# [WHAT YOU ARE ASKED TO DO]
Copy the haversine question below from "So right now, I'm" up to and including "the starting location.", changing "instructor" to "teacher".
───── TEXT
Issues with a result from calculating latitude/longitude from haversine formula in C++

Question

So right now, I'm doing a homework assignment for a C++ class. The assignment says that I need to calculate the distance between two places using the haversine formula based on an input of degrees given by the user for longitude and latitude. Then the haversine formula calculates the distance between the two places.

The problem I'm having is when using the test values given by the instructor I get a greater answer than what he gets.

I'm calculating the distance between 33.9425/N 118.4081/W (LA Airport) and 20.8987/N 156.4305/W (Kahului Airport), where the LA Airport is the starting location.

His answer for the distance is 2483.3 miles. My answer is 2052.1 miles.

Here is my code for the haversine formula:

double haversine(double lat1, double lat2, double lon1, double lon2) {
    // get differences first
    double dlon = difference(lon1, lon2); // difference for longitude
    double dlat = difference(lat1, lat2); // difference for latitude
    // part a of algorithm
    double a = pow(sin(dlat/2), 2) + cos(lat1) * cos(lat2) * pow(sin(dlon/2), 2);
    // part b of algorithm
    double b = 2 * atan2(sqrt(a), sqrt(1 - a));
    // our result, or the great-circle distance between two locations
    double result = EARTH_RADIUS * b;
    return result;
}

And difference just returns y - x in this case. What seems to be going wrong in my calculations? As far as I know, my parentheses while calculating everything seem to be OK, so I'm not really sure why I'm getting a different answer.

Update: Fixed the problem by converting longitude and latitude in radians. In C++ I did this by defining PI = 3.14159265 and for each trig function I used, multiplying whatever was in there * PI/180. (ie. pow(sin((dlat/2) * (PI/180)),2)
──────────
───── INFORMATION SUPPLIED
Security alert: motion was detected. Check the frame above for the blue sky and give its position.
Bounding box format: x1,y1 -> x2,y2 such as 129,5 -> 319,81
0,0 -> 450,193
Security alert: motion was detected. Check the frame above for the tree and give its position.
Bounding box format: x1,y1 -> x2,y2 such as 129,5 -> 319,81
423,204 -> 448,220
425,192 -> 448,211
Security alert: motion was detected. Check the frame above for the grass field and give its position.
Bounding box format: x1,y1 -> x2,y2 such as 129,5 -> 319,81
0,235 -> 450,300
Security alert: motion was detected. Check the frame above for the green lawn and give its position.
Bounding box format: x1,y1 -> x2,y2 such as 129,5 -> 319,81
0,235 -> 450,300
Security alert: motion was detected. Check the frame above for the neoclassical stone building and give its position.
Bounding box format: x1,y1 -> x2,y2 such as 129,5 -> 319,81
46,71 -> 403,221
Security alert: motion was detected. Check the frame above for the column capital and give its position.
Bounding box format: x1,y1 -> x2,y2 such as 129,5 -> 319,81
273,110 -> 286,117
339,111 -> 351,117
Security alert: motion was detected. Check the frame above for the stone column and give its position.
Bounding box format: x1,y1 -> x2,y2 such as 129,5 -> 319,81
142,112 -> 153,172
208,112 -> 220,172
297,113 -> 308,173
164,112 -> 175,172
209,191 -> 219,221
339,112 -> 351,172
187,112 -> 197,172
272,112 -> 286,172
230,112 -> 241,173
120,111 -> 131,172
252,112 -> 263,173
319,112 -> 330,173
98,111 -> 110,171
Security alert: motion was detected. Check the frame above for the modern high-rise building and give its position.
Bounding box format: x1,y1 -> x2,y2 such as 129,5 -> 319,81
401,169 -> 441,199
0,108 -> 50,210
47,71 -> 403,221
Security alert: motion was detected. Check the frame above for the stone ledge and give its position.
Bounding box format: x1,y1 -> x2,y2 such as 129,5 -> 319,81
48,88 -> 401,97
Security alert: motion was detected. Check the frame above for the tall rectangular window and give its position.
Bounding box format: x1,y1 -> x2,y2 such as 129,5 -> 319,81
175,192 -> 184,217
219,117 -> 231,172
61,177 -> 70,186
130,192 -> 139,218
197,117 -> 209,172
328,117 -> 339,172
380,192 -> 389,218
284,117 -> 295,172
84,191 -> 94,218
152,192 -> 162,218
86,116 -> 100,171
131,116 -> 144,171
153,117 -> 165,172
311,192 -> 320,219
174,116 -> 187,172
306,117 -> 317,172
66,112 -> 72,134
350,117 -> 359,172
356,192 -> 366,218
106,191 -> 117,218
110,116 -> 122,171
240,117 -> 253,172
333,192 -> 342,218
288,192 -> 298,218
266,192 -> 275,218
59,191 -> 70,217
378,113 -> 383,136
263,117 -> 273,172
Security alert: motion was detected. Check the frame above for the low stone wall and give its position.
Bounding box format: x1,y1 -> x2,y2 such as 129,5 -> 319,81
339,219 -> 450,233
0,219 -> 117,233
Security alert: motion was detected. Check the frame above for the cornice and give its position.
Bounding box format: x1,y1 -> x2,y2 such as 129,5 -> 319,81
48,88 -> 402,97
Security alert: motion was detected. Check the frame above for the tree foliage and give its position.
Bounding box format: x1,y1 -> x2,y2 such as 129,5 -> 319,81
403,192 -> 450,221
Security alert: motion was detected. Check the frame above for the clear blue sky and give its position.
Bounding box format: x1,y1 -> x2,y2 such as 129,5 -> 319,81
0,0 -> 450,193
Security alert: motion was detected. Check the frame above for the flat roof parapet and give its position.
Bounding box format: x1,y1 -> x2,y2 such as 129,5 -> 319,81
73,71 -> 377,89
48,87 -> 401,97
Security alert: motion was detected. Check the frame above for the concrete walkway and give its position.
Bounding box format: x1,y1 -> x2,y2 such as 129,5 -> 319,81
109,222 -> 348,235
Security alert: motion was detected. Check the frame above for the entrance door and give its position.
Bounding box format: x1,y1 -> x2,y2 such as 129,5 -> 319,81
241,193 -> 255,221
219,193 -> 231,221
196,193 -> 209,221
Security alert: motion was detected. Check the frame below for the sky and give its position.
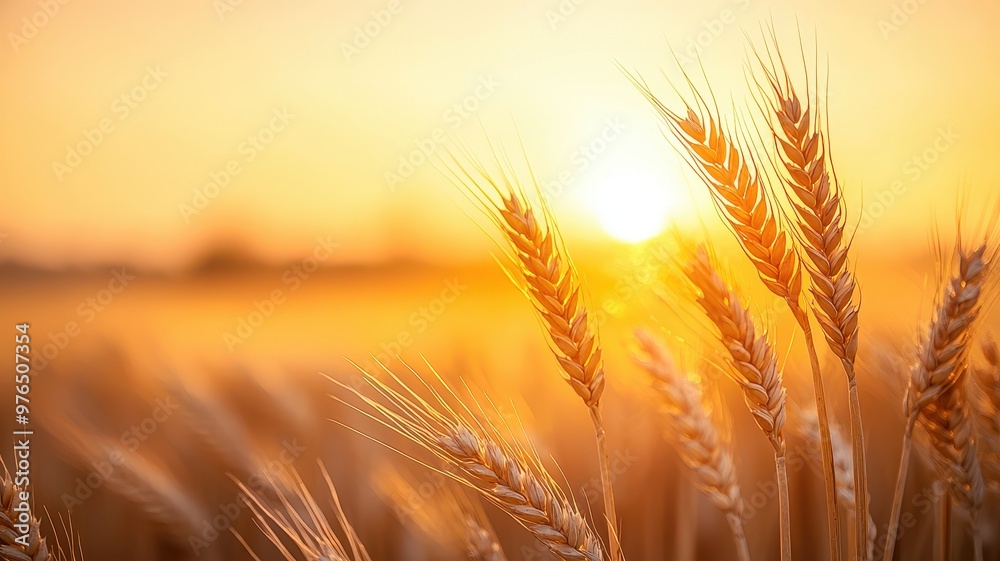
──────────
# [ANSWER TO THIS EXERCISE]
So right now, I'm doing a homework assignment for a C++ class. The assignment says that I need to calculate the distance between two places using the haversine formula based on an input of degrees given by the user for longitude and latitude. Then the haversine formula calculates the distance between the two places.

The problem I'm having is when using the test values given by the teacher I get a greater answer than what he gets.

I'm calculating the distance between 33.9425/N 118.4081/W (LA Airport) and 20.8987/N 156.4305/W (Kahului Airport), where the LA Airport is the starting location.